Saved entries
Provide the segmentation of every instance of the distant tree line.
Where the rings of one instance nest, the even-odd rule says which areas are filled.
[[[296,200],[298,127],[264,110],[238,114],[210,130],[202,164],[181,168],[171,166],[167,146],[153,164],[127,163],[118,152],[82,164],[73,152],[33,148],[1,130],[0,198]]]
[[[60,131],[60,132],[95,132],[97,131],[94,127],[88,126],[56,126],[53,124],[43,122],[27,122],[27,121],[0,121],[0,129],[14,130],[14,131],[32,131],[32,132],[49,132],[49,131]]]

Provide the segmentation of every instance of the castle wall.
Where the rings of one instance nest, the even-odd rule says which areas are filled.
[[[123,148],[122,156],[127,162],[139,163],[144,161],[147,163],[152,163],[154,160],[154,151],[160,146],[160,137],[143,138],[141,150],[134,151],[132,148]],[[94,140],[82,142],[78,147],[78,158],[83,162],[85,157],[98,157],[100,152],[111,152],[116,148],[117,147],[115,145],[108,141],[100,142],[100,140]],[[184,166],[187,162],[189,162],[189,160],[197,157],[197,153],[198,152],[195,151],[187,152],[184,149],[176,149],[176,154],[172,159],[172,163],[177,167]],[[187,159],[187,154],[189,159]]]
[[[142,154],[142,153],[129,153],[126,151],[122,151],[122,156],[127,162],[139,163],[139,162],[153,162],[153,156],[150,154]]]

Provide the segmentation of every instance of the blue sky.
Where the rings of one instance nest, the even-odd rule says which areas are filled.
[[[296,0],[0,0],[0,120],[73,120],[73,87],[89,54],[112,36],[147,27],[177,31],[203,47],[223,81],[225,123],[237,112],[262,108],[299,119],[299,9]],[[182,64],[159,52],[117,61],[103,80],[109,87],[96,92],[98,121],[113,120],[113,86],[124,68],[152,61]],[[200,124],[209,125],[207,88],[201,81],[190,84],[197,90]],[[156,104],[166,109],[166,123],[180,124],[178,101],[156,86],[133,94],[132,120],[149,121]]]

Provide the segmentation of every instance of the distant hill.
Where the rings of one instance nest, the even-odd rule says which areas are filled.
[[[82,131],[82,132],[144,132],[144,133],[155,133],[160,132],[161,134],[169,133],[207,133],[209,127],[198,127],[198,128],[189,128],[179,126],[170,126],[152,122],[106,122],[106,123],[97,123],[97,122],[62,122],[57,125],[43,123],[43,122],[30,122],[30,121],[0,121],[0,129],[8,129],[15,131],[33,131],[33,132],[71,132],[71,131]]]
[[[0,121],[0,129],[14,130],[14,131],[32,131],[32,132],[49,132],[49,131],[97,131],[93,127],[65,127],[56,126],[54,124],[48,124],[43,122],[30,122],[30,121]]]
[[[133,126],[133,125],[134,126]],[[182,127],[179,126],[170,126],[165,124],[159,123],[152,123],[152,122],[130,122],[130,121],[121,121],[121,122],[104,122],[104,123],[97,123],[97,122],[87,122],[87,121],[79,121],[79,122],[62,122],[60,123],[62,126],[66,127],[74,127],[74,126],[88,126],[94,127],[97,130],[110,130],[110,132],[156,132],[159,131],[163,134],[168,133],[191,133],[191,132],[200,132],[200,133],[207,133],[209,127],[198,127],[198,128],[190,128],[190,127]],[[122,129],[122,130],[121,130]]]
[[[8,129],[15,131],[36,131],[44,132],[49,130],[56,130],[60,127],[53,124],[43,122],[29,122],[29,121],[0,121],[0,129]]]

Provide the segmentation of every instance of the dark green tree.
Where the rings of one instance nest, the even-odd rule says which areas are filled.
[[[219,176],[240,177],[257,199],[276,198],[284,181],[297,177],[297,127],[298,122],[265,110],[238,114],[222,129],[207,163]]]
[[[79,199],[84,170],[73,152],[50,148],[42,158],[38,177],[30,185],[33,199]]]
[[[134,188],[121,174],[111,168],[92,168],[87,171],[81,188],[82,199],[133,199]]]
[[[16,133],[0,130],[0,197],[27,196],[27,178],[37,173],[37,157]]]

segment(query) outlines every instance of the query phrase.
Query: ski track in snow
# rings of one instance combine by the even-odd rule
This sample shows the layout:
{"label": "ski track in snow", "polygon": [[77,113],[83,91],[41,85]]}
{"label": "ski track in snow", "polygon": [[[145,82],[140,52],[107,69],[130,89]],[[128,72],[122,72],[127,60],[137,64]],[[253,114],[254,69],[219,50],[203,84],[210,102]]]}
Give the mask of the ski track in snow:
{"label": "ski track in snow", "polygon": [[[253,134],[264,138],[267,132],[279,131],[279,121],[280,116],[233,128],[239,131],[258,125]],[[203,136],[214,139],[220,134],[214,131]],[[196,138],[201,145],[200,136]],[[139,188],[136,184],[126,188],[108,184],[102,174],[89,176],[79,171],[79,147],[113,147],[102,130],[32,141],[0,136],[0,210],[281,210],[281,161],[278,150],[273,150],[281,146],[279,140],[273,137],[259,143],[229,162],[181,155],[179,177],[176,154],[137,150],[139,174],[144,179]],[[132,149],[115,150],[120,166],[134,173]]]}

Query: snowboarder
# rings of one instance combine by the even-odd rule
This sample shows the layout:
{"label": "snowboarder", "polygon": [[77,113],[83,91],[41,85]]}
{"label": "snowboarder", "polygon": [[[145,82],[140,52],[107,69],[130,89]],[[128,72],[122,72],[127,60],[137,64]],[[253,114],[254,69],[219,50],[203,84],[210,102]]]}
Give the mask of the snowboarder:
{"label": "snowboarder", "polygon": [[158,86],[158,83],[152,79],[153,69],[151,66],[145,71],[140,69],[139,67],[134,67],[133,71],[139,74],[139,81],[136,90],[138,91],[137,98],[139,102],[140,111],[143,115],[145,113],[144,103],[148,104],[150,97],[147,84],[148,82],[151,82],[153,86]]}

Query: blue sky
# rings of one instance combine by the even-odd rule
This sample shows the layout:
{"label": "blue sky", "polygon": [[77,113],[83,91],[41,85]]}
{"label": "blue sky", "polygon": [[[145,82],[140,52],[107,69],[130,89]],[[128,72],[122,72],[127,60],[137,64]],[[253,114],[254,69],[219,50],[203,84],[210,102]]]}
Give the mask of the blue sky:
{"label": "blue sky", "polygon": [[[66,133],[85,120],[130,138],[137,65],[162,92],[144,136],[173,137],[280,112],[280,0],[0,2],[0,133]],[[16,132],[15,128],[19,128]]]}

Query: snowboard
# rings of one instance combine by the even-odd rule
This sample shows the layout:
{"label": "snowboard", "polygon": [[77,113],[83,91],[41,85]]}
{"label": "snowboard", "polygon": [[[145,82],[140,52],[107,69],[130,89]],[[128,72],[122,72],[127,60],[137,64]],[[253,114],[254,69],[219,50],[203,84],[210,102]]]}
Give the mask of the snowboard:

TRY IT:
Exactly as they stand, write out all of the entries.

RESPONSE TO THIS TASK:
Provide the segmentation of every instance of the distant tree line.
Where the rings of one instance nest, the even-odd rule says which areas are filled.
[[[296,200],[298,127],[264,110],[238,114],[210,130],[202,164],[181,168],[171,166],[167,146],[153,164],[127,163],[118,152],[82,164],[73,152],[33,148],[1,130],[0,198]]]
[[[60,131],[60,132],[95,132],[97,131],[94,127],[88,126],[56,126],[53,124],[43,122],[27,122],[27,121],[0,121],[0,129],[14,130],[14,131],[32,131],[32,132],[49,132],[49,131]]]

Provide the segmentation of every instance of the castle wall.
Where the rings of one instance nest, the even-odd rule says which areas are filled.
[[[123,148],[122,156],[127,162],[139,163],[144,161],[147,163],[152,163],[154,160],[154,151],[160,146],[160,137],[143,138],[141,150],[134,151],[132,148]],[[94,140],[82,142],[78,147],[78,158],[83,162],[85,157],[98,157],[100,152],[111,152],[116,148],[117,147],[115,145],[108,141],[100,142],[100,140]],[[184,166],[187,162],[189,162],[189,160],[197,157],[197,153],[198,152],[195,151],[187,152],[184,149],[176,149],[176,154],[172,159],[172,163],[177,167]],[[187,159],[187,154],[189,159]]]
[[[142,154],[142,153],[129,153],[126,151],[122,151],[122,156],[127,162],[139,163],[139,162],[153,162],[153,156],[150,154]]]

Provide the segmentation of every instance of the blue sky.
Where the rings of one instance nest, the even-odd rule says which areas are filled.
[[[296,0],[0,0],[0,120],[73,120],[73,87],[89,54],[112,36],[147,27],[177,31],[203,47],[223,81],[225,123],[237,112],[262,108],[299,119],[299,9]],[[182,64],[159,52],[117,61],[103,80],[109,87],[96,92],[98,121],[113,120],[113,86],[124,68],[152,61]],[[200,124],[209,125],[207,88],[201,81],[190,84],[197,90]],[[156,104],[166,109],[166,123],[180,124],[178,101],[156,86],[133,94],[132,120],[149,121]]]

Provide the segmentation of every instance of the distant hill.
Where the rings of one instance nest, the even-odd rule says which areas are filled.
[[[82,131],[82,132],[144,132],[144,133],[155,133],[160,132],[161,134],[169,133],[207,133],[209,127],[198,127],[198,128],[189,128],[179,126],[170,126],[152,122],[106,122],[106,123],[97,123],[97,122],[62,122],[57,125],[43,123],[43,122],[30,122],[30,121],[0,121],[0,129],[8,129],[15,131],[33,131],[33,132],[71,132],[71,131]]]
[[[0,121],[0,129],[14,130],[14,131],[32,131],[32,132],[49,132],[49,131],[97,131],[93,127],[65,127],[56,126],[54,124],[48,124],[43,122],[30,122],[30,121]]]
[[[133,126],[133,125],[134,126]],[[182,127],[179,126],[170,126],[165,124],[159,123],[152,123],[152,122],[130,122],[130,121],[121,121],[121,122],[104,122],[104,123],[97,123],[97,122],[87,122],[87,121],[79,121],[79,122],[62,122],[60,123],[62,126],[66,127],[74,127],[74,126],[88,126],[94,127],[97,130],[110,130],[110,132],[156,132],[159,131],[163,134],[168,133],[191,133],[191,132],[200,132],[200,133],[207,133],[209,127],[198,127],[198,128],[190,128],[190,127]],[[122,129],[122,130],[121,130]]]
[[[8,129],[15,131],[36,131],[44,132],[49,130],[56,130],[60,127],[53,124],[43,122],[29,122],[29,121],[0,121],[0,129]]]

Provide the segmentation of every instance of the dark green tree.
Where the rings of one instance nest, the even-odd rule says which areas are filled.
[[[219,176],[240,177],[257,199],[276,198],[284,181],[297,177],[297,127],[298,122],[265,110],[238,114],[222,129],[207,163]]]
[[[79,199],[84,170],[73,152],[50,148],[42,158],[38,177],[30,185],[33,199]]]
[[[134,188],[121,174],[111,168],[92,168],[87,171],[81,188],[82,199],[133,199]]]
[[[16,133],[0,130],[0,197],[27,196],[27,178],[37,173],[37,157]]]

segment(query) outlines every instance of the query phrase.
Query: ski track in snow
# rings of one instance combine by the even-odd rule
This sample shows the layout:
{"label": "ski track in snow", "polygon": [[77,113],[83,91],[41,85]]}
{"label": "ski track in snow", "polygon": [[[145,82],[140,52],[107,69],[130,89]],[[128,72],[122,72],[127,60],[137,64]],[[253,114],[254,69],[219,50],[203,84],[210,102]]]}
Give the mask of the ski track in snow:
{"label": "ski track in snow", "polygon": [[[253,134],[264,138],[267,132],[279,131],[279,121],[280,116],[233,128],[239,131],[258,125]],[[203,136],[214,139],[220,134],[214,131]],[[196,138],[201,145],[200,136]],[[139,188],[136,184],[126,188],[108,184],[102,174],[89,176],[79,171],[79,147],[113,147],[102,130],[32,141],[0,136],[0,210],[281,210],[281,161],[278,150],[273,150],[281,146],[279,140],[273,137],[259,143],[229,162],[181,155],[179,177],[176,154],[137,150],[139,174],[144,179]],[[132,149],[115,150],[120,166],[134,173]]]}

Query: snowboarder
# rings of one instance combine by the even-odd rule
This sample shows the layout:
{"label": "snowboarder", "polygon": [[77,113],[83,91],[41,85]]}
{"label": "snowboarder", "polygon": [[[145,82],[140,52],[107,69],[130,89]],[[128,72],[122,72],[127,60],[137,64]],[[253,114],[254,69],[219,50],[203,84],[210,102]]]}
Give the mask of the snowboarder:
{"label": "snowboarder", "polygon": [[158,86],[158,83],[152,79],[153,69],[151,66],[145,71],[140,69],[139,67],[134,67],[133,71],[139,74],[139,81],[136,90],[138,91],[137,98],[139,102],[140,111],[143,115],[145,113],[144,103],[148,104],[150,97],[147,84],[148,82],[151,82],[153,86]]}

Query: blue sky
# rings of one instance combine by the even-odd rule
This sample shows the layout:
{"label": "blue sky", "polygon": [[77,113],[83,91],[41,85]]}
{"label": "blue sky", "polygon": [[[145,82],[140,52],[107,69],[130,89]],[[128,72],[122,72],[127,60],[137,64]],[[253,114],[254,69],[219,50],[203,84],[210,102]]]}
Give the mask of the blue sky:
{"label": "blue sky", "polygon": [[[66,133],[85,120],[130,138],[137,65],[162,92],[144,136],[173,137],[280,112],[280,0],[0,2],[0,133]],[[16,132],[15,128],[19,128]]]}

Query: snowboard
# rings of one instance combine by the even-odd rule
This sample shows the layout:
{"label": "snowboard", "polygon": [[77,113],[83,91],[41,85]]}
{"label": "snowboard", "polygon": [[[145,82],[140,52],[107,69],[130,89]],[[128,72],[122,72],[127,60],[137,64]],[[253,114],[254,69],[219,50],[203,84],[210,102]]]}
Give the mask of the snowboard:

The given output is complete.